Exercise 1 →
In the root beer passage, starting at "Sassafras, sarsaparilla and" and ending at "nothing to fear.", swap "carcinogen" for "cancer-causing agent".
Exercise 2 →
Shorten the paragraph of the root beer passage that begins "Wintergreen leaf, though almost always" and keep its main facts.
Exercise 3 →
For each statement, answer yes or no based on the root beer passage and quote the words that decide it.
(a) The FDA made commercial soft drink makers take sassafras out of their drinks.
(b) Wintergreen took the place of sassafras as the main root beer flavor in the 1980s.
(c) The lab animal study tied safrole to kidney cancer.

Passage →
——————
Sassafras, sarsaparilla and wintergreen, the herbs use to make root beer, are surrounded by a bit of controversy.  All of them contain safrole, which was once thought to be a carcinogen.   Then again,  this article from Nourished Kitchen explains why there is nothing to fear.

“Wintergreen leaf, though almost always an ingredient in most traditional root beer recipes, replaced sassafras as the prominent flavor in root beer during the 1960s when a study conducted on lab animals implicated safrole, a naturally occurring polyphenol, in liver cancer.  Of course, the lab rats were fed massive quantities of safrole – the human equivalent of consuming about 32 twelve-ounce bottles of root beer a day. After the study was released, the FDA required commercial soft drink makers to remove sassafras from their brews. Of course, cinnamon, nutmeg and basil also contain safrole but this seemed to escape the attention of the FDA.
——————
Provided records →
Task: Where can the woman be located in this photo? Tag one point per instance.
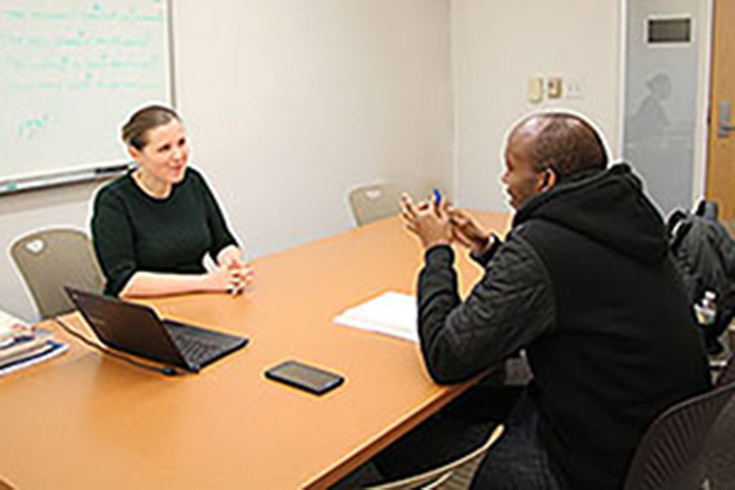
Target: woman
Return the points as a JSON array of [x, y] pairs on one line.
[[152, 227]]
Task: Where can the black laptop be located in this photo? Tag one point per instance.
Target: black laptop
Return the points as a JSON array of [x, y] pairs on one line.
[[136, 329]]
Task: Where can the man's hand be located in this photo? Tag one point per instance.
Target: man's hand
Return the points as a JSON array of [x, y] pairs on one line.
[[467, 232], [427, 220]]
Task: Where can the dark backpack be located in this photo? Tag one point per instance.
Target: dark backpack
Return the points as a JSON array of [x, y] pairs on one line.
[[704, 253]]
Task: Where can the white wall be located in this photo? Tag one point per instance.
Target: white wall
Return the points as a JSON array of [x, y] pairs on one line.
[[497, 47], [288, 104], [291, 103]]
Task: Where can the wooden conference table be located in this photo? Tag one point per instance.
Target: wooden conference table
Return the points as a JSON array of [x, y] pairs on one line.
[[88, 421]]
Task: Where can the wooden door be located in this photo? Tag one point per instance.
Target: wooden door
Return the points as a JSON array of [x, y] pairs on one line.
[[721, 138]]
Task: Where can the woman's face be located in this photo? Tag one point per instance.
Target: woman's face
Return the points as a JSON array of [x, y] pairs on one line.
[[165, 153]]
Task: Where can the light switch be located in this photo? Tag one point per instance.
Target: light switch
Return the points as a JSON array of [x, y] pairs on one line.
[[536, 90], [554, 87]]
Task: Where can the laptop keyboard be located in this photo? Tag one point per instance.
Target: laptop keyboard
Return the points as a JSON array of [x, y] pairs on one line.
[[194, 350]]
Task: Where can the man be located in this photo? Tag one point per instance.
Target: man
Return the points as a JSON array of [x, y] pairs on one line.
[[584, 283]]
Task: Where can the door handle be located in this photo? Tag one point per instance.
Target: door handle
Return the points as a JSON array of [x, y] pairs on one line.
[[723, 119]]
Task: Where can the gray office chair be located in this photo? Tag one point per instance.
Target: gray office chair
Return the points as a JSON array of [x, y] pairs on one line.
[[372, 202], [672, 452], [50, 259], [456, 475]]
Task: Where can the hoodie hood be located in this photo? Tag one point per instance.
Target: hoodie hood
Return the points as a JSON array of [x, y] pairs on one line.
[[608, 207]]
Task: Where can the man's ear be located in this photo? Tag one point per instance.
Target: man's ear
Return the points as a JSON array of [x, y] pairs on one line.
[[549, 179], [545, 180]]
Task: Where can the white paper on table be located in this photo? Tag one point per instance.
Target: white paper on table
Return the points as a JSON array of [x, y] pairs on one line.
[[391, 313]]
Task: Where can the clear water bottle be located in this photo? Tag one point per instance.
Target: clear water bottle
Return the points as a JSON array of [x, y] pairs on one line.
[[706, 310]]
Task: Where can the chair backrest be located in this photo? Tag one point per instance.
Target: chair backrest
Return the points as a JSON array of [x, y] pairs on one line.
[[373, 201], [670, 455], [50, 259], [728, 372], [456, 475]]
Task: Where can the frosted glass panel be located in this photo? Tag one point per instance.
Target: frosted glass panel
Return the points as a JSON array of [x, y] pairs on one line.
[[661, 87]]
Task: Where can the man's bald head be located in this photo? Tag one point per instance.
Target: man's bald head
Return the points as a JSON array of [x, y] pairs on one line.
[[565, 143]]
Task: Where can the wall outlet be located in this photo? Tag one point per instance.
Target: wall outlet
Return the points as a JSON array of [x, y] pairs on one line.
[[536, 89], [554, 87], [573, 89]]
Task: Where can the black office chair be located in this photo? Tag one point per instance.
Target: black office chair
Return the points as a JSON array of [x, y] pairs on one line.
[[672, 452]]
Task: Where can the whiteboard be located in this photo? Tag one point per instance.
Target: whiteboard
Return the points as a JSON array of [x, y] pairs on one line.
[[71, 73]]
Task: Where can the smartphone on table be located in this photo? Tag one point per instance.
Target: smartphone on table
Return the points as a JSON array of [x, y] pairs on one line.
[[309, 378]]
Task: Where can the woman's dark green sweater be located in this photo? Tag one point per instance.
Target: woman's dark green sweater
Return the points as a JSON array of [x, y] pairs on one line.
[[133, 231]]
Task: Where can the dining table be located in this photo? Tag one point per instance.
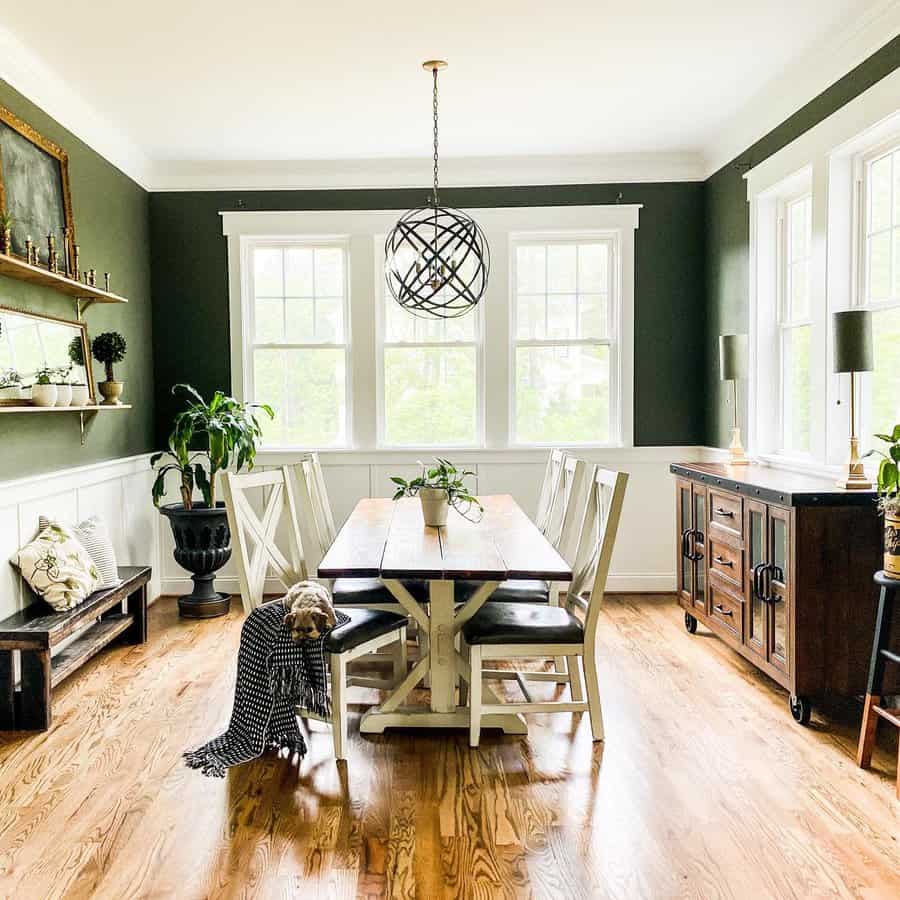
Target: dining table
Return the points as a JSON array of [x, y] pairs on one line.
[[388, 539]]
——————
Task answer 1 →
Sassafras, sarsaparilla and wintergreen, the herbs use to make root beer, are surrounded by a bit of controversy.  All of them contain safrole, which was once thought to be a cancer-causing agent.   Then again,  this article from Nourished Kitchen explains why there is nothing to fear.

Task answer 2 →
Wintergreen leaf, a usual ingredient in traditional root beer, replaced sassafras as the main root beer flavor in the 1960s. A lab animal study had linked safrole, a naturally occurring polyphenol, to liver cancer. The rats were fed huge amounts, equal to a person drinking about 32 twelve-ounce bottles of root beer a day. The FDA then made commercial soft drink makers remove sassafras. Cinnamon, nutmeg and basil also contain safrole, but this seemed to escape the FDA's attention.

Task answer 3 →
(a) Yes: "After the study was released, the FDA required commercial soft drink makers to remove sassafras from their brews."
(b) No: "replaced sassafras as the prominent flavor in root beer during the 1960s"
(c) No: "implicated safrole, a naturally occurring polyphenol, in liver cancer"